## Texto de lectura
=======

Hace unos años escribí en Seúl, hablando del libro de Ceferino Reato sobre el atentado de Montoneros en el comedor de la Policía Federal en 1976, que aquel suceso había sido, hasta los atentados de la AMIA y la embajada de Israel, “el acto terrorista más violento de la historia del país”. Me contestaron con diversos grados de indignación algunos lectores que me acusaron de dejar afuera los bombardeos de la Plaza de Mayo de 1955, de los cuales se cumplieron esta semana 70 años y que dejaron por lo menos tres centenares de muertos, la mayor parte de ellos civiles. Intenté argumentar mentalmente que eran actos distintos ya que…

De pronto, abandoné el razonamiento, claramente evasivo, y me di cuenta de que, en realidad, no se me había ocurrido pensar en los bombardeos. No estaban en mi mente. No contesté y me quedé pensando que para el sector no peronista de la sociedad (no necesariamente antiperonista, no necesariamente gorila) ese acto salvaje no formaba parte de los eventos históricos relevantes, especialmente de los violentos. Decía Félix Luna en Perón y su tiempo: “Todo salió mal y el saldo fue una tragedia que desde entonces quedó fijada en la memoria colectiva con la dimensión macabra de una injustificada masacre”. Pues no. En esa entelequia antojadiza que es la “memoria colectiva”, el episodio quedó desplazado por la violencia de la década del ’70, especialmente la ejercida por la dictadura. Y para los “no peronistas” se trata de un hecho tan abrumador, tan desmesurado, que no encuentra el menor resquicio para ser relativizado o negado. Simplemente, no se habla de ello.

=======

## Datos listados
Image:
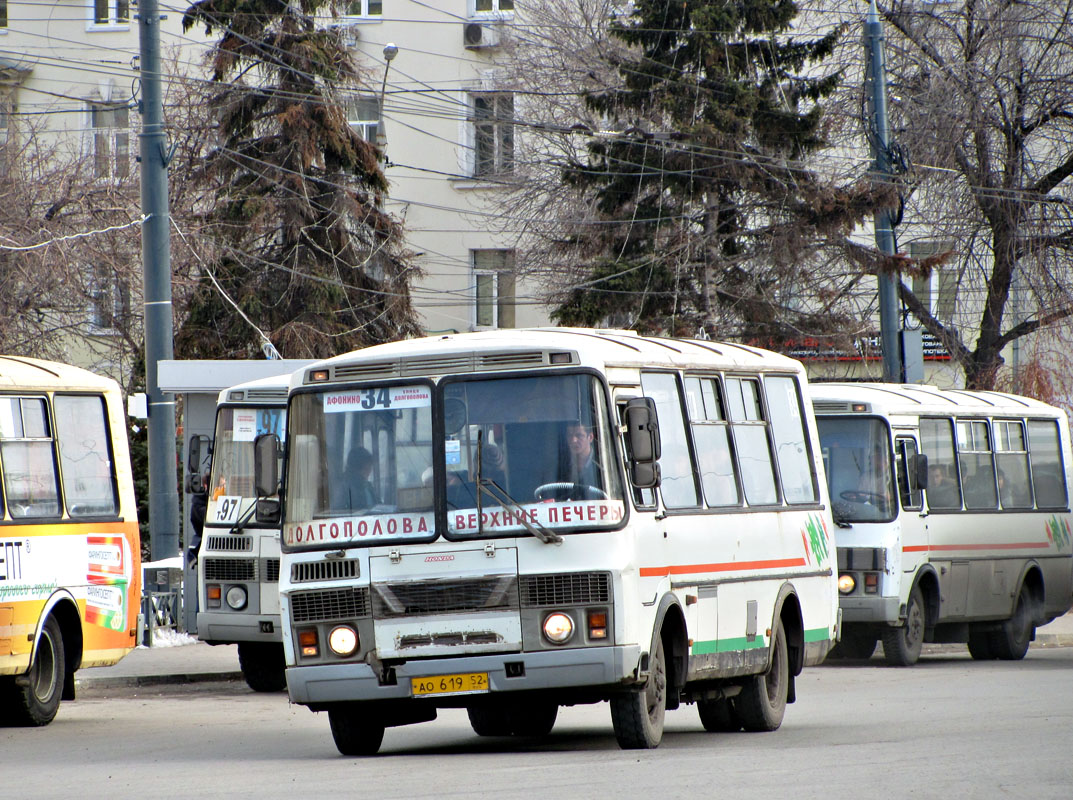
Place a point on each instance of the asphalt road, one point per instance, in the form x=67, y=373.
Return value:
x=946, y=728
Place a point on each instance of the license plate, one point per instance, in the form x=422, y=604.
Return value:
x=466, y=683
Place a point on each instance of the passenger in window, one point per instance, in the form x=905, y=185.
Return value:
x=358, y=469
x=942, y=490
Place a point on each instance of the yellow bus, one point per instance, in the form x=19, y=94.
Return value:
x=70, y=550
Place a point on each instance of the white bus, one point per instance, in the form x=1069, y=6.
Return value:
x=953, y=517
x=473, y=520
x=238, y=562
x=70, y=549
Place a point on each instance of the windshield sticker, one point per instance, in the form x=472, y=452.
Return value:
x=357, y=529
x=453, y=452
x=378, y=399
x=246, y=425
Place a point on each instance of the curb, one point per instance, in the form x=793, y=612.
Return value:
x=136, y=681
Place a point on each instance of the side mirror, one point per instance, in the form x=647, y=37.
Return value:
x=643, y=429
x=267, y=510
x=919, y=471
x=643, y=438
x=197, y=444
x=265, y=465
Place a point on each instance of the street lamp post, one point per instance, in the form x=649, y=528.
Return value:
x=391, y=50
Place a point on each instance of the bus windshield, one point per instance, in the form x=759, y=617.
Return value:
x=361, y=467
x=856, y=457
x=538, y=444
x=231, y=484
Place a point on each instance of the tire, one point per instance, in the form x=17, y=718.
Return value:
x=637, y=716
x=763, y=700
x=1010, y=642
x=355, y=735
x=718, y=716
x=34, y=702
x=901, y=646
x=981, y=645
x=263, y=665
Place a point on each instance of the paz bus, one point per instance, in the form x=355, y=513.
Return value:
x=238, y=560
x=516, y=520
x=70, y=550
x=953, y=517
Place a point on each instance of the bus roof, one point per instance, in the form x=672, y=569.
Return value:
x=262, y=391
x=532, y=347
x=37, y=373
x=916, y=399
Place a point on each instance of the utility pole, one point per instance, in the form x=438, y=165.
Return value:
x=157, y=270
x=888, y=322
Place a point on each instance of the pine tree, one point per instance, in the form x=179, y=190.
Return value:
x=703, y=215
x=295, y=234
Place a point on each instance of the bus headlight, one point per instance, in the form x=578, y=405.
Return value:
x=558, y=627
x=342, y=640
x=236, y=597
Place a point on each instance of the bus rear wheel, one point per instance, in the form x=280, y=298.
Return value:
x=33, y=699
x=901, y=646
x=637, y=716
x=263, y=665
x=355, y=734
x=763, y=700
x=1010, y=642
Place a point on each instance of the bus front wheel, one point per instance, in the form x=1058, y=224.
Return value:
x=901, y=646
x=763, y=700
x=637, y=716
x=33, y=699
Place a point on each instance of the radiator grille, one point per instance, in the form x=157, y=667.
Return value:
x=309, y=571
x=566, y=590
x=272, y=571
x=444, y=596
x=244, y=569
x=230, y=544
x=331, y=604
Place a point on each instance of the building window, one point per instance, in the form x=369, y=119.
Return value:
x=494, y=287
x=363, y=114
x=111, y=141
x=491, y=117
x=112, y=12
x=365, y=9
x=938, y=292
x=490, y=6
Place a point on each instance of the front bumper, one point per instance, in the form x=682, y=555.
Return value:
x=582, y=667
x=228, y=627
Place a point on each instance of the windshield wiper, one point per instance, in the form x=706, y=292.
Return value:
x=485, y=487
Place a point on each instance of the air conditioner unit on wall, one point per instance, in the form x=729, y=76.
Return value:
x=476, y=35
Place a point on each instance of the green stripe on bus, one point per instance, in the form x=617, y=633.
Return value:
x=741, y=642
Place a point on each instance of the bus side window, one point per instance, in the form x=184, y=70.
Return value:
x=677, y=483
x=906, y=452
x=1048, y=475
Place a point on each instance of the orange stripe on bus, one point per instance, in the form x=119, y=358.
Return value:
x=658, y=572
x=1003, y=546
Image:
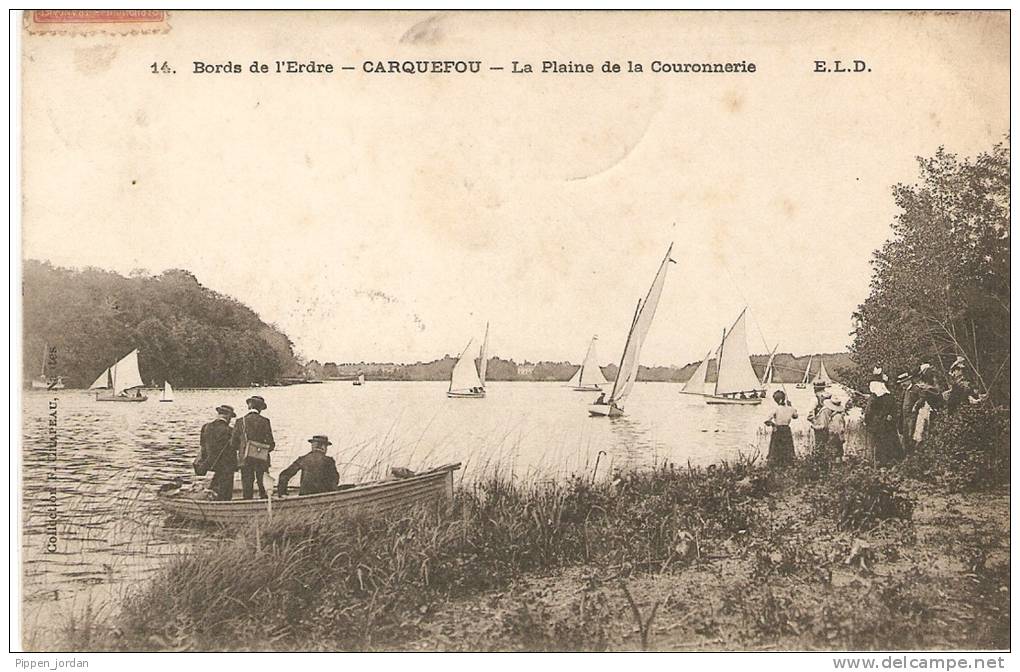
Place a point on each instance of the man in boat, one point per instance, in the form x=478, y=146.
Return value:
x=318, y=470
x=215, y=454
x=253, y=426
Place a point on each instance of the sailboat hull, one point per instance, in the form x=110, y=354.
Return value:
x=727, y=401
x=605, y=411
x=465, y=395
x=119, y=398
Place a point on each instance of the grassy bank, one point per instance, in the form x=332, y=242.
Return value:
x=730, y=557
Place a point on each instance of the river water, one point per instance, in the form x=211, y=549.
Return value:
x=90, y=470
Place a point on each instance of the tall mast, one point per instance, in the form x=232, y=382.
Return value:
x=718, y=367
x=633, y=321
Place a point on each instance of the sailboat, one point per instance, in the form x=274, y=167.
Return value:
x=736, y=381
x=41, y=381
x=589, y=377
x=696, y=383
x=466, y=381
x=822, y=379
x=807, y=374
x=769, y=370
x=121, y=381
x=626, y=374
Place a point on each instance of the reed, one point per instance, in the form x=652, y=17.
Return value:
x=347, y=583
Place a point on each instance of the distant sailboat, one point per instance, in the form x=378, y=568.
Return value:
x=121, y=381
x=42, y=381
x=736, y=381
x=589, y=377
x=627, y=372
x=696, y=383
x=822, y=379
x=769, y=371
x=807, y=374
x=466, y=381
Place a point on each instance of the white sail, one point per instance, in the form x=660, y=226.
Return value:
x=483, y=356
x=807, y=371
x=769, y=372
x=696, y=383
x=627, y=373
x=735, y=372
x=464, y=376
x=590, y=374
x=822, y=377
x=125, y=373
x=102, y=382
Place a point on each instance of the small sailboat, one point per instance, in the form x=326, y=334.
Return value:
x=769, y=371
x=42, y=381
x=696, y=383
x=822, y=379
x=807, y=374
x=627, y=372
x=589, y=377
x=466, y=381
x=736, y=381
x=121, y=382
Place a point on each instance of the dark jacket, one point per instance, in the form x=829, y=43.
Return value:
x=318, y=473
x=256, y=427
x=215, y=452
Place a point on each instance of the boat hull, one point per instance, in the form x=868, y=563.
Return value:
x=726, y=401
x=119, y=398
x=370, y=499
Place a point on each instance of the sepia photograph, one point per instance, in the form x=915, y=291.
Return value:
x=458, y=330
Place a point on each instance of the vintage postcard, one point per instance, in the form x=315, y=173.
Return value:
x=515, y=331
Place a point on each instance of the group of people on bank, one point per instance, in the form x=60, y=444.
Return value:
x=897, y=419
x=896, y=415
x=246, y=447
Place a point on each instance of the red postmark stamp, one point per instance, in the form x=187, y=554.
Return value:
x=89, y=21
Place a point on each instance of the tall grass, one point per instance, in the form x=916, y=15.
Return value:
x=344, y=583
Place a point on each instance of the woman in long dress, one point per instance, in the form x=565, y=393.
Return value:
x=880, y=419
x=780, y=448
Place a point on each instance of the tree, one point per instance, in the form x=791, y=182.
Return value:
x=940, y=285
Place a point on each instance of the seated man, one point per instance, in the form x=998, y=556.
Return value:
x=318, y=471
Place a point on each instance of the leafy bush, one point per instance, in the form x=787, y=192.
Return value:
x=966, y=451
x=860, y=497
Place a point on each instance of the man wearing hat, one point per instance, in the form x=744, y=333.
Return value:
x=216, y=455
x=908, y=416
x=253, y=426
x=318, y=470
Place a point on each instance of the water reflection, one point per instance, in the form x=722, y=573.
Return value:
x=111, y=458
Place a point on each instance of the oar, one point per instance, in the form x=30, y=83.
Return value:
x=268, y=500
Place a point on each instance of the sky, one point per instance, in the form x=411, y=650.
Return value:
x=389, y=217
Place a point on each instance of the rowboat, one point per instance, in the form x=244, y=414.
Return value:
x=374, y=498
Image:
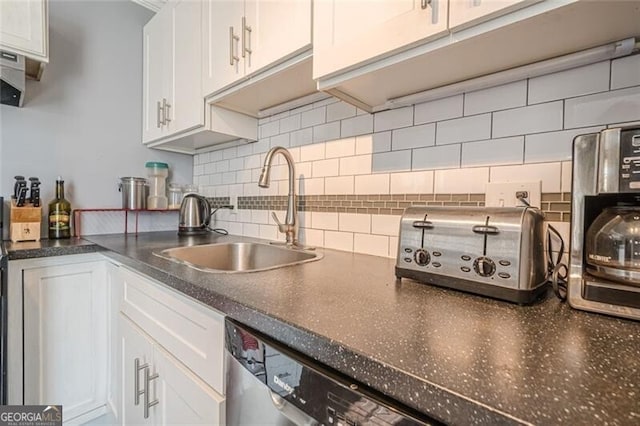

=======

## Qué se requiere
Explique, en una a tres oraciones, por qué en el texto sobre los bombardeos de la Plaza de Mayo se abandona el argumento de que "eran actos distintos". Los datos no hacen falta para resolver esta consigna.

## Respuesta del ejercicio
Se abandona porque era un razonamiento claramente evasivo. En realidad, a quien escribe no se le había ocurrido pensar en los bombardeos, que no estaban en su mente.